What to do
[a] In the article on pesticides in tea, how many tea brands did the survey by "60 Million Consumers" examine?
[b] Transcribe the passage of the article on pesticides in tea starting at "The Food Standard Australia" and ending at "USA MRL 50.".

Document text

· · · · ·

Author: Directors of Tea Leaves Date Posted:1 May 2019
A survey conducted by French consumer magazine "60 Million Consumers", examined 26 tea brands, including popular brands such as Lipton and Kusmi Tea and findings revealed certain teas contained up to 17 different types of pesticides.
This report on teas sold in France, brought on immediate media reaction and inspired a broader examination of pesticide levels in the tea industry; both can signal harmful effects.
Australian requirement for Maximum Residue Levels (MRL) of pesticides are among the highest world testing standard.
The use of pesticides is a decision by individual farmers and enforcement is difficult.
Pesticides are a universal problem. The term "pesticides" includes fungicides, rodenticides, bactericides, repellents, and antimicrobials. For tea, insects are the main concern.
The dangers of pesticides are augmented by widespread overapplication, which depletes soil and degrades the environment, along with unmanaged spraying that leads to severe health problems in tea growing communities.
As with DDT, some pesticides have generated dangerous impacts: carcinogens, neurological damage and decimation of species and fauna.
For many decades, there was a surge in uncontrolled and underregulated chemical overuse of both pesticides and fertilizers, most notably in China and India. This is being brought under some degree of control.
Evidence indicates the elite tea industry players are ahead of the problem. There is an accelerating and impressive push among the global tea merchants to adopt supply chain transparency, authentication, certification and supplier accountability.
Quality assurance programs are applying sophisticated technology and strong controls.
The Australian Pesticides and Veterinary Medicines Authority (APVMA) sets the Maximum Residue Level (MRL) of pesticides at or about the limit of analytical determination.
The limit of analytical quantitation (LOQ) and hence the MRL, is generally expected to be at the level of 0.05 mg/kg.
The Food Standard Australia & New Zealand (FSANZ) adopt this APVMA standard in their Food Standard Code.
This compares with the European Union MRL 0.01mg/kg, Japan MRL 30 and USA MRL 50.
MRLs are trade rules not direct safety measures. There is no one MRL, and there is no systematic methodology for setting them. They are pragmatic and determined by regulators and import authorities in individual nations. MRLs really stand for “tolerance level” and are very much a judgement call. Every major importing regime builds in an often-large safety factor.
As a tea importer into Australia, Tea Leaves must comply with strict biosecurity requirements and the Food Standards Code of the FSANZ. Tea Leaves is responsible for ensuring that all tea and herbs we import complies with the relevant standards in the Code.
Under the Code, tea is a Surveillance Food; low risk – this category is considered to pose a low risk to public health and safety. Foods in this category are normally inspected at a lower rate than risk-categorised food. However, this inspection rate is increased if a Surveillance Food fails inspection.

· · · · ·

Source information
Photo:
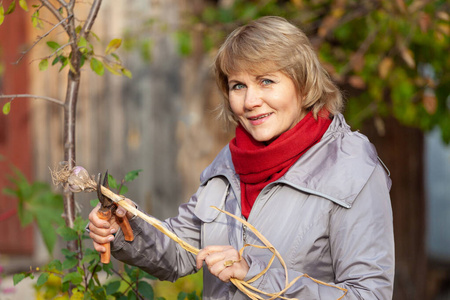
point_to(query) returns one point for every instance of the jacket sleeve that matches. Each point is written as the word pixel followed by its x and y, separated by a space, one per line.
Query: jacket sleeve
pixel 362 248
pixel 157 254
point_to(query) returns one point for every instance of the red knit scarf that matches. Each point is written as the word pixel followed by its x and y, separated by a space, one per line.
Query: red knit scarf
pixel 258 164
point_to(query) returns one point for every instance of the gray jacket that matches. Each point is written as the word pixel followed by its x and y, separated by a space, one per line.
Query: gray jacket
pixel 329 217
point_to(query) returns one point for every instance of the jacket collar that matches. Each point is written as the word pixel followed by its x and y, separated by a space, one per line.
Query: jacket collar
pixel 336 168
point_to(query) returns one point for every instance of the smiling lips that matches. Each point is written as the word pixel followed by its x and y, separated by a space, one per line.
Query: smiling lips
pixel 259 119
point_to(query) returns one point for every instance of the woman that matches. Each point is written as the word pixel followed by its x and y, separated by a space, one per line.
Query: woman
pixel 295 171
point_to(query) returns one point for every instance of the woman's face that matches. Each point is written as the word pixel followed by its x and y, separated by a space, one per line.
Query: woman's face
pixel 265 105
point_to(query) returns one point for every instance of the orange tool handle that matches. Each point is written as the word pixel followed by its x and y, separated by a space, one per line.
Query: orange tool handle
pixel 126 228
pixel 105 257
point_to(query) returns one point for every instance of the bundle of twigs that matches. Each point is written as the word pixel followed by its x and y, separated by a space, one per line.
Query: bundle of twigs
pixel 79 180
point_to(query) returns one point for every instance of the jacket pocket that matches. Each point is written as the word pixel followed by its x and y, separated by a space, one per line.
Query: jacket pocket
pixel 214 226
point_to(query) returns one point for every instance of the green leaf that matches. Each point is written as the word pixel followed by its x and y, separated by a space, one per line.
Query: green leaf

· · · · ·

Answers to each task
[a] 26 tea brands.

[b]
The Food Standard Australia & New Zealand (FSANZ) adopt this APVMA standard in their Food Standard Code.
This compares with the European Union MRL 0.01mg/kg, Japan MRL 30 and USA MRL 50.